_Dataset extract_:
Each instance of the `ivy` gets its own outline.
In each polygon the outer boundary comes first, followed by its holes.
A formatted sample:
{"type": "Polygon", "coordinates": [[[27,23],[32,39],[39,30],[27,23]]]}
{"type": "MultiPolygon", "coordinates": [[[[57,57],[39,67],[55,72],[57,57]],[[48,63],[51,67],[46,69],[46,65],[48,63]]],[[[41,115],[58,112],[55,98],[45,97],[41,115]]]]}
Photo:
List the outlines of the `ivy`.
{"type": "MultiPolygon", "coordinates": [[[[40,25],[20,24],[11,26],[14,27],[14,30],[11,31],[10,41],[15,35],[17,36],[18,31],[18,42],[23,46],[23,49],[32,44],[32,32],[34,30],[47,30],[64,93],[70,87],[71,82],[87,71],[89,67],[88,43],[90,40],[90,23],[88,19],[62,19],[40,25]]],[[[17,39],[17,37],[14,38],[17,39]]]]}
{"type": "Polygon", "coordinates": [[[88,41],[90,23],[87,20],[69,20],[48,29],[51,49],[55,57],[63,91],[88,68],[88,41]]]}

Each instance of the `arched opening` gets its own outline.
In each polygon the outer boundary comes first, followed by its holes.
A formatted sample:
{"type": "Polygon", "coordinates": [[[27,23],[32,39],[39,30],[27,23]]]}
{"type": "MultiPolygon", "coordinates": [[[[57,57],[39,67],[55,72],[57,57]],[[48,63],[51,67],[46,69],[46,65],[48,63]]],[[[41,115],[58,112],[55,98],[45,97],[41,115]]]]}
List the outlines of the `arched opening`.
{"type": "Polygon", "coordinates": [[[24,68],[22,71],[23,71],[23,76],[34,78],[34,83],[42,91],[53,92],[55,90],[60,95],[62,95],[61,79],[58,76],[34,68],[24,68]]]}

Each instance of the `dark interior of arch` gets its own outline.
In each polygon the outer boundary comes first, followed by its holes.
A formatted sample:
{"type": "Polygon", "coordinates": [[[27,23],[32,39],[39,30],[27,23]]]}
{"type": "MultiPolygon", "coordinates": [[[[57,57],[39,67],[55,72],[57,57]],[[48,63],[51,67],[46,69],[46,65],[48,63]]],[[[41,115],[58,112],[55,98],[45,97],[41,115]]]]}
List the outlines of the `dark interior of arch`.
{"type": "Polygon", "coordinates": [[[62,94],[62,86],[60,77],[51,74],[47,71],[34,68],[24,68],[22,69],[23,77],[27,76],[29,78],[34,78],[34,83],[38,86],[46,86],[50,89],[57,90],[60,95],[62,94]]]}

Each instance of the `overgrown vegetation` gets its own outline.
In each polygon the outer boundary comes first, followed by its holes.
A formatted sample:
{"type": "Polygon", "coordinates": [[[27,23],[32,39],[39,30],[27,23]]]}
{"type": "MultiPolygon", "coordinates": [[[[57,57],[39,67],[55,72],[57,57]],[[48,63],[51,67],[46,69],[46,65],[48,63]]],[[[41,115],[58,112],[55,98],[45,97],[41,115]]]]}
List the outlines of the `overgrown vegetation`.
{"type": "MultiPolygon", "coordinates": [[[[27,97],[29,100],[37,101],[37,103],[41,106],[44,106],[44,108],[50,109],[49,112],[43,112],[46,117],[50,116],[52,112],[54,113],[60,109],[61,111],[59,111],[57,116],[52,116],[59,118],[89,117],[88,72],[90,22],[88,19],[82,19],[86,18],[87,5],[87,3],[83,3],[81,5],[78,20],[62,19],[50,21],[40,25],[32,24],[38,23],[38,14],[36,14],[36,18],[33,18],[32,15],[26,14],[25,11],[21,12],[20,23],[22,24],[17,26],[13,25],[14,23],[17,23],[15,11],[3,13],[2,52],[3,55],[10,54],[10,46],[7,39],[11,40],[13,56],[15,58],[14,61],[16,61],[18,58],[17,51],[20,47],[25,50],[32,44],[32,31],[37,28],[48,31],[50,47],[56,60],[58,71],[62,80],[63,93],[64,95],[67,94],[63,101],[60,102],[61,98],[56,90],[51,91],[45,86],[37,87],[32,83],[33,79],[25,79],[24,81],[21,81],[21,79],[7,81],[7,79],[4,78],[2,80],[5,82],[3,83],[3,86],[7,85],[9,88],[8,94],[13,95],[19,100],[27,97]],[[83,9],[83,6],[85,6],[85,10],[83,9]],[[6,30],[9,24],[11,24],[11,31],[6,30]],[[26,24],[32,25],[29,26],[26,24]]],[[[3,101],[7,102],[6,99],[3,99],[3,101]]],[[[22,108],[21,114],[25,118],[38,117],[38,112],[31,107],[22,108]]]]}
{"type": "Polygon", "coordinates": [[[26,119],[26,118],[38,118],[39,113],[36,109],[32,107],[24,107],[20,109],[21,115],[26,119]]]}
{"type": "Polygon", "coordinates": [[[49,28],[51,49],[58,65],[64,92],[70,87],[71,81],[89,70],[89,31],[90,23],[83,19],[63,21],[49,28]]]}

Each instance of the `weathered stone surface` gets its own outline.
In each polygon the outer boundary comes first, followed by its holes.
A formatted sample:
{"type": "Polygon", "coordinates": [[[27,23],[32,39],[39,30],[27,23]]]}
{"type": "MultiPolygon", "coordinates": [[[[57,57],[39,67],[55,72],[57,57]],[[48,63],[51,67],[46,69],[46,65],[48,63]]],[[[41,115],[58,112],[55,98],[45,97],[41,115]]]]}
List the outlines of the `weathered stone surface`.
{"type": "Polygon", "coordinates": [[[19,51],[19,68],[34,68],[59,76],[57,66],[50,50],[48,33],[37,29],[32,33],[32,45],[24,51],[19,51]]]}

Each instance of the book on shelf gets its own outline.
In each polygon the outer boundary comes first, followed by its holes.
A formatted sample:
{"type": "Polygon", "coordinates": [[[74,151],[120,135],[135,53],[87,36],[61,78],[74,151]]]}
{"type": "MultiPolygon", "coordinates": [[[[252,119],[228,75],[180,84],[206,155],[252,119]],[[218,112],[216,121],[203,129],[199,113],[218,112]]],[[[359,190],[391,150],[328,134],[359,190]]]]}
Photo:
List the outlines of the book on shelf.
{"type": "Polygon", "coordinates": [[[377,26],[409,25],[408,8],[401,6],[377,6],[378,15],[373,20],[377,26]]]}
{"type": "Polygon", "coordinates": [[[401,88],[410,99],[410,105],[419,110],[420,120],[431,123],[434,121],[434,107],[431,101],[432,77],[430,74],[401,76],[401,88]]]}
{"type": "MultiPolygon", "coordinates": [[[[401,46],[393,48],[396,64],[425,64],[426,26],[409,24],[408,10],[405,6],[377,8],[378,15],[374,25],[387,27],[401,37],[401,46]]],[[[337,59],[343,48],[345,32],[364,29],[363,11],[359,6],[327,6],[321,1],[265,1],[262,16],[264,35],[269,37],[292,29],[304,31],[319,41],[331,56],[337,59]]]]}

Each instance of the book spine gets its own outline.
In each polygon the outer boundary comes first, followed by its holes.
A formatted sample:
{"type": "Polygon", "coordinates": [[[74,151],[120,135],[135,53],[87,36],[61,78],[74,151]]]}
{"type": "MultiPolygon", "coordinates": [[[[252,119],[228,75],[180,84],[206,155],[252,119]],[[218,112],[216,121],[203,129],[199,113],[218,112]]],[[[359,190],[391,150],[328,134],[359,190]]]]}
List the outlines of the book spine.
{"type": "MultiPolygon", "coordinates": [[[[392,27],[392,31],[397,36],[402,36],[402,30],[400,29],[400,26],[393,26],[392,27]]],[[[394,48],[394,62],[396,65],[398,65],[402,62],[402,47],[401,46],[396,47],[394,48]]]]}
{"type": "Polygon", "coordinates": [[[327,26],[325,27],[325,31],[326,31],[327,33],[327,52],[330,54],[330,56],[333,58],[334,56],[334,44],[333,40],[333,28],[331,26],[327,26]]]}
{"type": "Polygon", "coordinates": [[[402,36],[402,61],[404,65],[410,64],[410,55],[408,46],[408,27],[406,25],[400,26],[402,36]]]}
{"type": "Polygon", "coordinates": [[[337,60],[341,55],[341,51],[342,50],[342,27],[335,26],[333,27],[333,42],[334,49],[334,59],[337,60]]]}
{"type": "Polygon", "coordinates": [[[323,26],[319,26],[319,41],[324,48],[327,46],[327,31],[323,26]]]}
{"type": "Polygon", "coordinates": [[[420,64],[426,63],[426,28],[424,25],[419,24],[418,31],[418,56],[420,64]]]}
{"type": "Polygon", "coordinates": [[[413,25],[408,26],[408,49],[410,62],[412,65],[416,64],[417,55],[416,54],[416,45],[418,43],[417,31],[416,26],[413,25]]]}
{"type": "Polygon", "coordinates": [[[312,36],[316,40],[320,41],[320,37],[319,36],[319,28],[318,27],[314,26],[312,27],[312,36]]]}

_Written instruction_:
Please list each line of the rows above that contains the word "shelf", copying every such line in full.

_The response_:
Each instance of the book on shelf gets its own outline.
List the outlines of the book on shelf.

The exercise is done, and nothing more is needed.